- _Orientação_:
Responda com base no excerto sobre o 25 de Abril:
(a) Desde que ano vive João Crisóstomo em Queens, Nova Iorque?
(b) Quanto tempo passou ele na Alemanha?
(c) Em que cidade se casou?

Guiné 61/74 - P25435: No 25 de Abril de 1974 eu estava em... (32): Rio de Janeiro, como rececionista num hotel, numa fase difícil da minha vida; como emigrante não prestava, até 1996, grande atenção à política em Portugal (João Crisóstomo, Nova Iorque)



João Crisóstomo: (i) é natural de Torres Vedras; (ii) membro da nossa Tabanca Grande desde 26 de julho de 2010, sentando-se à sombra do nosso poilão sob o n.º 432; (iii) tem 225 referências no nosso blogue; (iv) é o régulo da Tabanca da Diáspora Lusófona; (v)  foi alf mil inf, CCAÇ CCAÇ 1439 (Xime, Bambadinca, Enxalé, Porto Gole e Missirá, 1965/67); (vi) vive em Queens, Nova Iorque, desde 1975, mas vem cá com frequência, ao seu querido Portugal; (vii) conhecido ativista social, foi-lhe atribuido recentemente o Prémio Tágides 2023 (na categoria de "Portugal no Mundo")



Guiné >Zona Leste >  Região de Bafatá > Sector L1 (Bambadinca) > Xime > CCAÇ 1439 (1965/67) > Agosto de 1965 > O primeiro contacto com as terras do Xime...Em primeiro plano, o alferes Crisóstomo  e o picador...

Foto (e legenda): © João Crisóstomo (2021). Todos os direitos reservados. [Edição e legendagem complementar: Blogue Luís Graça & Camaradas da Guiné].


1. Mensagem do João Crisóstomo:

Data - segunda, 22/04/2024, 06:37
Assunto - 25 de Abril

Vejo já artigos, reportagens, descrições individuais fabulosas sobre este 25 de Abril. E quase estou na dúvida se devo mandar o que segue, que em comparação não tem muito por onde se lhe pegue, a não ser que o tédio também conte.

Ao fim e ao cabo estou a falar pouco desse dia, exceto dum ponto muito subjetivo e mesquinho, quase e apenas pessoal. Bom, talvez conte, para fazer vir o sono a alguns dos mais velhotes e como eu com dificuldades de dormir, antes de irem para a cama… 

Mas foi isto que me veio à ideia quando pensei no “meu’ 25 de Abril (*).

O 25 de Abril 1974 apanhou-me numa fase difícil da minha vida. Depois de ter regressado são e salvo da Guiné (**), decidi dar uma volta pela Europa para aperfeiçoar línguas, pois tinha posto na cabeça que o meu futuro em Portugal seria o turismo.

Dois anos na Inglaterra, um ano em França, sete meses na Alemanha e no meio deste encontrei a que viria a ser minha esposa.

Casados em Londres,  decidimos ir para o Brasil,  onde tencionávamos gerir um restaurante que teórica e oficialmente pertencia a um avô da minha esposa. Mas no Brasil isso não contava já nada.

Avisados para não nos metermos em sarilhos, pois se tentássemos sequer reaver o restaurante tudo nos podia acontecer, acabei por começar do zero, pois a tal lei de reciprocidade entre portuguese e brasileiros, nessa altura. na prática não passava de uma fantasia no Brasil.

A cunha de um português bem alicerçado no Brasil que tinha sido colega de escola da minha sogra, foi a minha salvação. 

E estava já trabalhando como rececionista num hotel, quando chegou a notícia : houve um golpe de Estado em Portugal.

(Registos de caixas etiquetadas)
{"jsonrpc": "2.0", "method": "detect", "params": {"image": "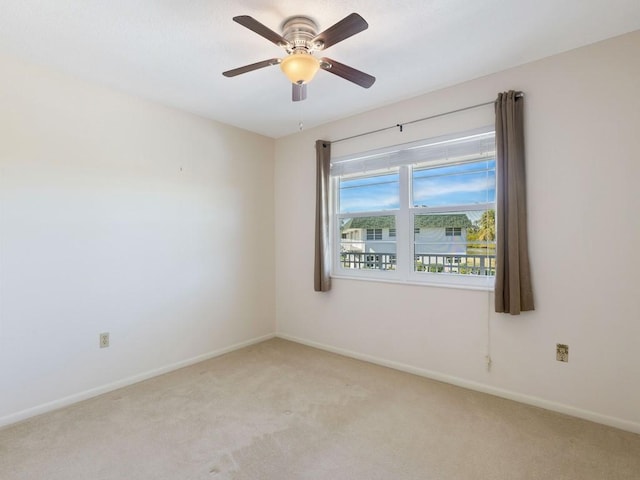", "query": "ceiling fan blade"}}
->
[222,58,280,77]
[233,15,289,47]
[311,13,369,49]
[320,57,376,88]
[291,83,307,102]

- _Resposta_:
(a) Desde 1975.
(b) Sete meses.
(c) Em Londres.